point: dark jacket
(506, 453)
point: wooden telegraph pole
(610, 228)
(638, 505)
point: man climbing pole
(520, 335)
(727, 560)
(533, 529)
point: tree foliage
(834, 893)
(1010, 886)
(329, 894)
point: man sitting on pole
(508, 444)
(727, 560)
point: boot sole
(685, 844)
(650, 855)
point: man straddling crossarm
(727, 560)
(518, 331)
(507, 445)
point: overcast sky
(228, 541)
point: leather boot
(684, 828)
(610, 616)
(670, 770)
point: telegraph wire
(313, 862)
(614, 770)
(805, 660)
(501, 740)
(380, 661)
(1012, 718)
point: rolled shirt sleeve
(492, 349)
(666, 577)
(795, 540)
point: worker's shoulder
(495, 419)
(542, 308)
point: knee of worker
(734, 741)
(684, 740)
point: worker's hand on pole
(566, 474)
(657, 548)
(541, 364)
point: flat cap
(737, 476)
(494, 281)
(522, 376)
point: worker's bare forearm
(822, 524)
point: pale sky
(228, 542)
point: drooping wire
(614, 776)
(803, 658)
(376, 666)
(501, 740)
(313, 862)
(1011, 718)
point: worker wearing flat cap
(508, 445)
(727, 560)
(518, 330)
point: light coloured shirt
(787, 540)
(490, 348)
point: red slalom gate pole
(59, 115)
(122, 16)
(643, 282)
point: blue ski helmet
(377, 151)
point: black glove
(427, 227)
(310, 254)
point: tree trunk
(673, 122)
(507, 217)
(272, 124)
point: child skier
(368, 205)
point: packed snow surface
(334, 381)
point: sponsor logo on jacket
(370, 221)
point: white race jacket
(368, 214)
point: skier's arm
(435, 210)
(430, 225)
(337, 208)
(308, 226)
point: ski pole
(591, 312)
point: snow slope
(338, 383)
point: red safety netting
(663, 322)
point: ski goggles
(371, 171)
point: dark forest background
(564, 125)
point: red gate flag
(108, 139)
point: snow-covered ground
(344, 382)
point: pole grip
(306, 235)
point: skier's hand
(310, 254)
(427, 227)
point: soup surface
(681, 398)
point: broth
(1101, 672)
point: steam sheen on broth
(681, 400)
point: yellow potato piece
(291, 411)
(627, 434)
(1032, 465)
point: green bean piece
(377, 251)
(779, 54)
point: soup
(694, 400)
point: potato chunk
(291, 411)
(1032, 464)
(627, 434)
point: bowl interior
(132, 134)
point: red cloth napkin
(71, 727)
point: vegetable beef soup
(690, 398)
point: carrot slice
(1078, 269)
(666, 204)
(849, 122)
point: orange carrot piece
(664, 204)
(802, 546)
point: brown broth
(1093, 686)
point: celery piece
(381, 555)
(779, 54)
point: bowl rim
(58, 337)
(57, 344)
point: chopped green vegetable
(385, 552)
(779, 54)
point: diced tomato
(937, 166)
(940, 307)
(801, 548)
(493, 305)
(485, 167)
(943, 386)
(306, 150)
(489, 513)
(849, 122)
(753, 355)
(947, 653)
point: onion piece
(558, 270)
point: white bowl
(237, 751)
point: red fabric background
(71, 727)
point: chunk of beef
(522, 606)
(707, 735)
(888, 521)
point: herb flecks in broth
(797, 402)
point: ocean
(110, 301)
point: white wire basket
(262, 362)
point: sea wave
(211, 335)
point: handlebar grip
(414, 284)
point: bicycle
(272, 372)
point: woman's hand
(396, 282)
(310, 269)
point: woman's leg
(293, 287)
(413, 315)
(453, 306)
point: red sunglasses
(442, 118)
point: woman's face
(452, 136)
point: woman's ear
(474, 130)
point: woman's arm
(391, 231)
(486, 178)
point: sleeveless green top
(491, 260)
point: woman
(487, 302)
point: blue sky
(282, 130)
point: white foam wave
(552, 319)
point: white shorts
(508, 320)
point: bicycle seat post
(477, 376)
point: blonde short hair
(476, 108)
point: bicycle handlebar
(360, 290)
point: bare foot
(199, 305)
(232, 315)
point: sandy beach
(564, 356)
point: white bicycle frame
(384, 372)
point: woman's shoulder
════════════════
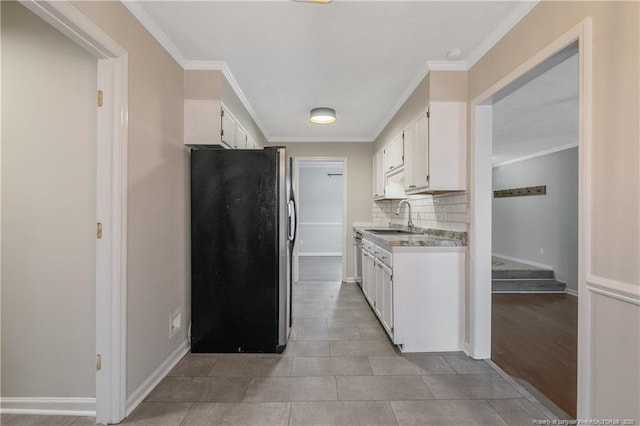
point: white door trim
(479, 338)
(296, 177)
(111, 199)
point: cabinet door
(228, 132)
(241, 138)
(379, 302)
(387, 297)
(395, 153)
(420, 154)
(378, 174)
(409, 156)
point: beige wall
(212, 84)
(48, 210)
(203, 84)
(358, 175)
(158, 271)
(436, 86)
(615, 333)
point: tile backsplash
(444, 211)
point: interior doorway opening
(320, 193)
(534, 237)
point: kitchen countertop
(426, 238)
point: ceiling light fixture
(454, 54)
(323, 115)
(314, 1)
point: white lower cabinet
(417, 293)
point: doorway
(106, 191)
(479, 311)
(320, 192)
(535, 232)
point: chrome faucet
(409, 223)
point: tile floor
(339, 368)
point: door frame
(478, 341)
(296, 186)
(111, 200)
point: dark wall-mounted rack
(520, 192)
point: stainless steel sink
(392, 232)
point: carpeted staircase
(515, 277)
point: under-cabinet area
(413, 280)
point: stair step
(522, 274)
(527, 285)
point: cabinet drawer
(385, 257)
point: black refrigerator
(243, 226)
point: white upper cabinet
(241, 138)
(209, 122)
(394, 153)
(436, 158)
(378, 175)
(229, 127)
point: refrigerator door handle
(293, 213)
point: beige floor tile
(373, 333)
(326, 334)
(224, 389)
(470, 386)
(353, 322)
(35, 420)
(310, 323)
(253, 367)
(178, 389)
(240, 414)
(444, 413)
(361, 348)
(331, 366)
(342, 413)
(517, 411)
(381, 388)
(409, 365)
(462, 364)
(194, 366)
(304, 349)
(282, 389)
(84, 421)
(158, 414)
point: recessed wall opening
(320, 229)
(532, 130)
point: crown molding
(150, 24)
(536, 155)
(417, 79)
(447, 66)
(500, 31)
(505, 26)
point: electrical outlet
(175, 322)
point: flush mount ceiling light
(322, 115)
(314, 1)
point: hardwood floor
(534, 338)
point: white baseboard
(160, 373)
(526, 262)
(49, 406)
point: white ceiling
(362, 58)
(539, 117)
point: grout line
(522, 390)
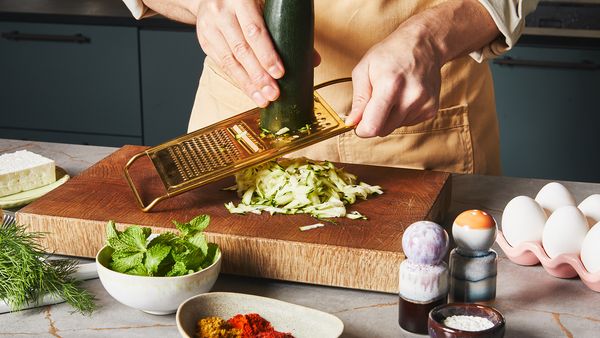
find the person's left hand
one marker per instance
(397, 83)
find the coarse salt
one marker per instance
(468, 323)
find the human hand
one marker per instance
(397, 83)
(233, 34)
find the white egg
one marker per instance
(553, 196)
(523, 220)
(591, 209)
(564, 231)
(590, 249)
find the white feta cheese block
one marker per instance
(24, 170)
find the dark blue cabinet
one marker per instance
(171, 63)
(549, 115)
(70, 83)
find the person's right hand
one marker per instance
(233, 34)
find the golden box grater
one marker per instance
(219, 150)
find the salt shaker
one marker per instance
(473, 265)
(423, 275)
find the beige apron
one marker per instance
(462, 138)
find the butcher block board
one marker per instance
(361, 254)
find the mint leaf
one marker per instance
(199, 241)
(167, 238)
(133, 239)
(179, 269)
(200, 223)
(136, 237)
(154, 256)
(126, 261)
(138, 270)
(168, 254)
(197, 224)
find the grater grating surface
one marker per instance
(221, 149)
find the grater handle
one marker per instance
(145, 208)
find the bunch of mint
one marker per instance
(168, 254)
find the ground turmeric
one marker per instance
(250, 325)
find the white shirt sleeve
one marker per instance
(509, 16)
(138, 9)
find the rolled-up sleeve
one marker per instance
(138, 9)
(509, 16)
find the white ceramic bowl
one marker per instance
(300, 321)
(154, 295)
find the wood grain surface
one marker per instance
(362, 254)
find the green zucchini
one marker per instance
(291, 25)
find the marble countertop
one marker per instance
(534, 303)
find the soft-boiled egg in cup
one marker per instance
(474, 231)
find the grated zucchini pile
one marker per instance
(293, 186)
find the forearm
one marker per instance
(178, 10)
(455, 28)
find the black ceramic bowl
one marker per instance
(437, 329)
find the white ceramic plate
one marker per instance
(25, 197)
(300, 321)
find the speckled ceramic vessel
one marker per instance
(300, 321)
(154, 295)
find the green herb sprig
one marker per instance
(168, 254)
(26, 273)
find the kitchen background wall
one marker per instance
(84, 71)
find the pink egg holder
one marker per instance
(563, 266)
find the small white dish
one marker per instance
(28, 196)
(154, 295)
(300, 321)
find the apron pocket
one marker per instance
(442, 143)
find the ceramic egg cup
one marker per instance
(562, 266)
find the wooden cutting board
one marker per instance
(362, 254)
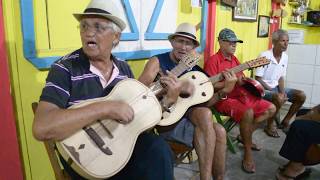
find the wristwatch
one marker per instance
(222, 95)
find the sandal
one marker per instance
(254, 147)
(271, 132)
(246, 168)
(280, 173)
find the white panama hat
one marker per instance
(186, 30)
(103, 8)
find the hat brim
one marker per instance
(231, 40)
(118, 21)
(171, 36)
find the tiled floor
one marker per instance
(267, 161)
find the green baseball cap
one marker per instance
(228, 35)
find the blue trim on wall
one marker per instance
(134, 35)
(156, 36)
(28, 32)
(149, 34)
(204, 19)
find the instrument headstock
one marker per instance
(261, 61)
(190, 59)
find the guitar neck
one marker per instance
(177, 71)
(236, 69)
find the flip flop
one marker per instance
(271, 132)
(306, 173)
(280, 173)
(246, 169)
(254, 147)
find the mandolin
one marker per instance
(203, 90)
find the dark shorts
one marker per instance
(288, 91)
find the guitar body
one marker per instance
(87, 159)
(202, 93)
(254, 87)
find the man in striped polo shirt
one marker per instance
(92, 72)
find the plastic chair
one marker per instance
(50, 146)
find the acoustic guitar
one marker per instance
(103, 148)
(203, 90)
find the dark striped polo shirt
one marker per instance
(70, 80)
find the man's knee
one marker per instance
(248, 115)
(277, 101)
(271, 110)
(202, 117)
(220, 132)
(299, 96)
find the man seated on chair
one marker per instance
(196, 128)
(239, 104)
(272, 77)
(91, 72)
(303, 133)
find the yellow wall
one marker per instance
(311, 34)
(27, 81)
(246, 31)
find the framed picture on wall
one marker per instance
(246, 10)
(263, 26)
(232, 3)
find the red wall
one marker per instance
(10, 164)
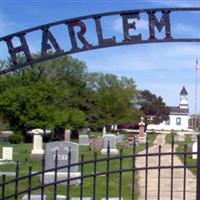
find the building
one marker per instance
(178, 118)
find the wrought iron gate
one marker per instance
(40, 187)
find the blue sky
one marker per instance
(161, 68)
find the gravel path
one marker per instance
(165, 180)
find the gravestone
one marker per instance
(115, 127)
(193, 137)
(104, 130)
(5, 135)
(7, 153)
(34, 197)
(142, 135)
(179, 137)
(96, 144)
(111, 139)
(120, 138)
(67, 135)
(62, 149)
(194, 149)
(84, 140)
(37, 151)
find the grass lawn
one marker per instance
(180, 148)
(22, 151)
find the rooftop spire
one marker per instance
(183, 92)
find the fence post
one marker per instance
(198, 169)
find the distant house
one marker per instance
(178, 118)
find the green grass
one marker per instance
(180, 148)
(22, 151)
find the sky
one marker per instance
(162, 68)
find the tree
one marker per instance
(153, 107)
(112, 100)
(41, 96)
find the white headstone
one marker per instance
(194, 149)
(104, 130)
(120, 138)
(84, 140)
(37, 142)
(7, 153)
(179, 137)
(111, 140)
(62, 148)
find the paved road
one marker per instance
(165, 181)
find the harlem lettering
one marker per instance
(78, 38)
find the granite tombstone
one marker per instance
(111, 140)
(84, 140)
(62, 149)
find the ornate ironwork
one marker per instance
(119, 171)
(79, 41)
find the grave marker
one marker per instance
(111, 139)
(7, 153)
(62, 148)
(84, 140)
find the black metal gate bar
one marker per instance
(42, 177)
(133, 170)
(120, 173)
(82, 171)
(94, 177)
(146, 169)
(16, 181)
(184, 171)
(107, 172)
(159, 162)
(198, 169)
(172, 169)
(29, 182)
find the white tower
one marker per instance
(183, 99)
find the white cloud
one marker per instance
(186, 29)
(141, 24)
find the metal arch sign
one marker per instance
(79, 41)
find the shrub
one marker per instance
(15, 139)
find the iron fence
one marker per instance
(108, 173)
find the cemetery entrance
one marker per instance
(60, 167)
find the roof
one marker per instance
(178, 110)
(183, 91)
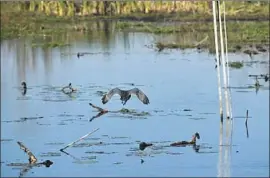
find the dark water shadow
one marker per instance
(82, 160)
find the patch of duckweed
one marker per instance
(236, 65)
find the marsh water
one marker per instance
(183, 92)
════════════════
TASK: List each line of the rows above that contains the word "bowl". Case matters.

RESPONSE TO THE TASK:
point: bowl interior
point: bowl rim
point: white bowl
find the white ceramic bowl
find the black ceramic bowl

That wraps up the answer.